— START OF INPUT MATERIAL —
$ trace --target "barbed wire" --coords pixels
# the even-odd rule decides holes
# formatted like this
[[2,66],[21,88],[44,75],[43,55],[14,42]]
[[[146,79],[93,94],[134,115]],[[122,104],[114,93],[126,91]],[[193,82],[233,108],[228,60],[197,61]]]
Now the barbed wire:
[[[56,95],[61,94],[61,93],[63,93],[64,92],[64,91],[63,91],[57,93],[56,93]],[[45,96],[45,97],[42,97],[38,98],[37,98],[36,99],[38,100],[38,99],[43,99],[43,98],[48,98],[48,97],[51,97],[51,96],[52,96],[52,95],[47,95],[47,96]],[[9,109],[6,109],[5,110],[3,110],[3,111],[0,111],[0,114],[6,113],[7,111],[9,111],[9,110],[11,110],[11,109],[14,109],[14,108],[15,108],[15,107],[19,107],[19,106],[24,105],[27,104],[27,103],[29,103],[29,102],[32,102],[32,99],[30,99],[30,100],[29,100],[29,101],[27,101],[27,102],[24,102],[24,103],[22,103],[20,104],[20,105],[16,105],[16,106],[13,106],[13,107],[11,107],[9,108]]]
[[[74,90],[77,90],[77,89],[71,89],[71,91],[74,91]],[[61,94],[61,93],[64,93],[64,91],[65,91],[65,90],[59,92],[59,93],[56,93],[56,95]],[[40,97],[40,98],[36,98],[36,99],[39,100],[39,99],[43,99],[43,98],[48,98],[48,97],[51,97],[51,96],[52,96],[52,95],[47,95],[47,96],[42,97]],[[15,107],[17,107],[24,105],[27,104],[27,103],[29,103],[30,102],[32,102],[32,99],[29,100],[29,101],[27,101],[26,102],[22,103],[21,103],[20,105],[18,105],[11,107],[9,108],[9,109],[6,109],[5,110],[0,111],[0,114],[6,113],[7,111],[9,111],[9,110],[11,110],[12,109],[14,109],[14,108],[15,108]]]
— END OF INPUT MATERIAL —
WHAT THIS TASK INVOLVES: Update the rows from the first one through the line containing "Now the barbed" by swapping "decides" for "determines", and give back only those lines with nothing else altered.

FULL ANSWER:
$ trace --target "barbed wire" --coords pixels
# the even-odd rule determines holes
# formatted like this
[[2,66],[21,88],[44,75],[43,55],[14,42]]
[[[146,79],[93,94],[134,115]],[[122,104],[114,93],[126,91]],[[193,82],[233,108],[228,60],[197,61]]]
Now the barbed wire:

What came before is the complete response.